- [What is expected]:
Can you retype the data from the line containing "# segment the wall of building" through the line containing "104L7 137L42 151L63", both lines included, without changing anything?

- [Region outline entries]:
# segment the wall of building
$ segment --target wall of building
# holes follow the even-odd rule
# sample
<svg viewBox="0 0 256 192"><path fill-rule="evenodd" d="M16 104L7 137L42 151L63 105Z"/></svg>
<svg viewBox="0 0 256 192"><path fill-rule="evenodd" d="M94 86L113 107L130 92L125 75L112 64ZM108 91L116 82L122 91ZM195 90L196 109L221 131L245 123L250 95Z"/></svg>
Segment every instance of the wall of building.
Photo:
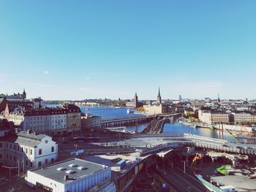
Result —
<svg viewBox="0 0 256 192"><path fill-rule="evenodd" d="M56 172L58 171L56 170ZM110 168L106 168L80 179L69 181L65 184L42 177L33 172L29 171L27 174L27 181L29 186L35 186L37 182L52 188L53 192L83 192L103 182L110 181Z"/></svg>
==
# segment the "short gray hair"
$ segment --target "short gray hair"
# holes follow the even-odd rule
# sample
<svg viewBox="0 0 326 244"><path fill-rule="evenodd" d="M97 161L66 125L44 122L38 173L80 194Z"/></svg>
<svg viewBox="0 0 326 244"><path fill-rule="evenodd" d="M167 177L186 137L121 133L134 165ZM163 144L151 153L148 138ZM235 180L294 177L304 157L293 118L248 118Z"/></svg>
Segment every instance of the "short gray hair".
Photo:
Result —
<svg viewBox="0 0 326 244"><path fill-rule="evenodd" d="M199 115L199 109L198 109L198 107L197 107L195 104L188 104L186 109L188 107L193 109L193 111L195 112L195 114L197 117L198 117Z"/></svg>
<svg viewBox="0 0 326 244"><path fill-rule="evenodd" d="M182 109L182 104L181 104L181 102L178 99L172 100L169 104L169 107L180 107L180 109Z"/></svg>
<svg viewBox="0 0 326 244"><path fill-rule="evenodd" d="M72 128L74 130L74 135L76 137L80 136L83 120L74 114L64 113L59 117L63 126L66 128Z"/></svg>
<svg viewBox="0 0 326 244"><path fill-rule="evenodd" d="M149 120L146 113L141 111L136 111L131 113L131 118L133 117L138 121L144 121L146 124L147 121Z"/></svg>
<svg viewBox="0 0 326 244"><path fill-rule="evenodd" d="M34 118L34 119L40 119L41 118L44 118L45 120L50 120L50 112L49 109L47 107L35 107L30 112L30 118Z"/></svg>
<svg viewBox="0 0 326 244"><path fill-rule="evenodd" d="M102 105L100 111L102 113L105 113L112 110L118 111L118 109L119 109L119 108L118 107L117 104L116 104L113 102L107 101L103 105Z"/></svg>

- [Solution to this exercise]:
# segment the wall of building
$ segment --target wall of building
# holes follow the even-odd rule
# sample
<svg viewBox="0 0 256 192"><path fill-rule="evenodd" d="M16 104L7 137L42 151L63 105Z"/></svg>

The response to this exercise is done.